EXERCISE BRIEF.
Reproduce the listing below with each occurrence of "keypoint" replaced by "marker" and every other part left unchanged. Omit the pictures from the reproduced listing.
### INPUT DATA ###
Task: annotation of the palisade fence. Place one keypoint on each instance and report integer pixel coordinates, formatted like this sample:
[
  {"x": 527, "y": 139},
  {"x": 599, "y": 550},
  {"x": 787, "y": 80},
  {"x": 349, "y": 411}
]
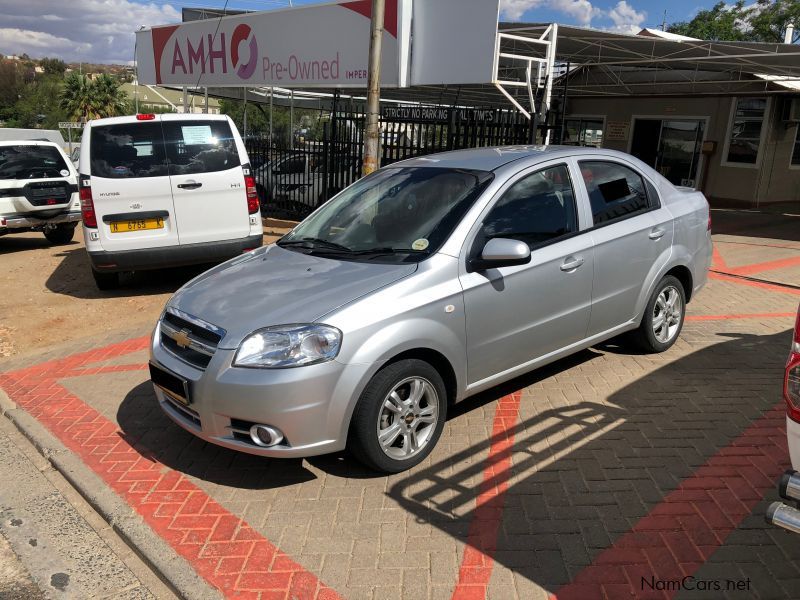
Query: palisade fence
[{"x": 296, "y": 176}]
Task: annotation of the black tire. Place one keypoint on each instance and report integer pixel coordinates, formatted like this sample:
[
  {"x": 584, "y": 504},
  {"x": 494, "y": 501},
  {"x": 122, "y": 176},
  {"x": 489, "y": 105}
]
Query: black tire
[
  {"x": 106, "y": 281},
  {"x": 645, "y": 337},
  {"x": 60, "y": 234},
  {"x": 363, "y": 437}
]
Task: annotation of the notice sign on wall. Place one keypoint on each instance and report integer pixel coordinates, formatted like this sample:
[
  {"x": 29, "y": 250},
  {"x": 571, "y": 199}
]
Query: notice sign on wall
[{"x": 617, "y": 131}]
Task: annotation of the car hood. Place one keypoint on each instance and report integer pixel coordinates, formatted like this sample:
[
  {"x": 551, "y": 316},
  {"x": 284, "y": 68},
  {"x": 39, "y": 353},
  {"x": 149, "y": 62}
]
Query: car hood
[{"x": 274, "y": 286}]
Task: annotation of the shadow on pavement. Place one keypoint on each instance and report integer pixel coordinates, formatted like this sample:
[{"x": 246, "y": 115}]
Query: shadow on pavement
[{"x": 584, "y": 472}]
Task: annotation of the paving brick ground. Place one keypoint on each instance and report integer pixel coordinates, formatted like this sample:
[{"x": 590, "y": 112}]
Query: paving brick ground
[{"x": 584, "y": 479}]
###
CORRECT ANSWER.
Task: annotation of the palisade fence. Place one marker on each instance and report integer pixel coordinates, formatted like this sample:
[
  {"x": 527, "y": 139},
  {"x": 599, "y": 550},
  {"x": 787, "y": 80},
  {"x": 349, "y": 411}
]
Query: palisade fence
[{"x": 296, "y": 176}]
Task: annotation of the black tire. Place one marker on each instance and report integer pixel coordinates, formatted like this sample:
[
  {"x": 584, "y": 504},
  {"x": 494, "y": 501},
  {"x": 122, "y": 176},
  {"x": 489, "y": 105}
]
Query: black tire
[
  {"x": 106, "y": 281},
  {"x": 645, "y": 337},
  {"x": 60, "y": 234},
  {"x": 363, "y": 437}
]
Task: annotation of the notice sign on wall. Place one marker on each instance and report integer pixel coordinates, formatted like this sample:
[
  {"x": 29, "y": 250},
  {"x": 571, "y": 199}
]
Query: notice sign on wall
[{"x": 617, "y": 131}]
Task: annotation of the car hood. Place one marker on each instance and report integer pixel coordinates, formatted like this sample:
[
  {"x": 551, "y": 316},
  {"x": 284, "y": 68},
  {"x": 39, "y": 353},
  {"x": 149, "y": 62}
]
Query: car hood
[{"x": 274, "y": 286}]
Task: annotation of the shadow on pavement. Place one marker on each instance and report integer pixel coordinates, formatted like this sample:
[{"x": 246, "y": 115}]
Query: shadow on pavement
[{"x": 584, "y": 472}]
Task: annotation of the paving brick ground. Place one marker on each instance and report integer pixel coordinates, formatted like this sample:
[{"x": 590, "y": 112}]
Query: paving brick ground
[{"x": 584, "y": 479}]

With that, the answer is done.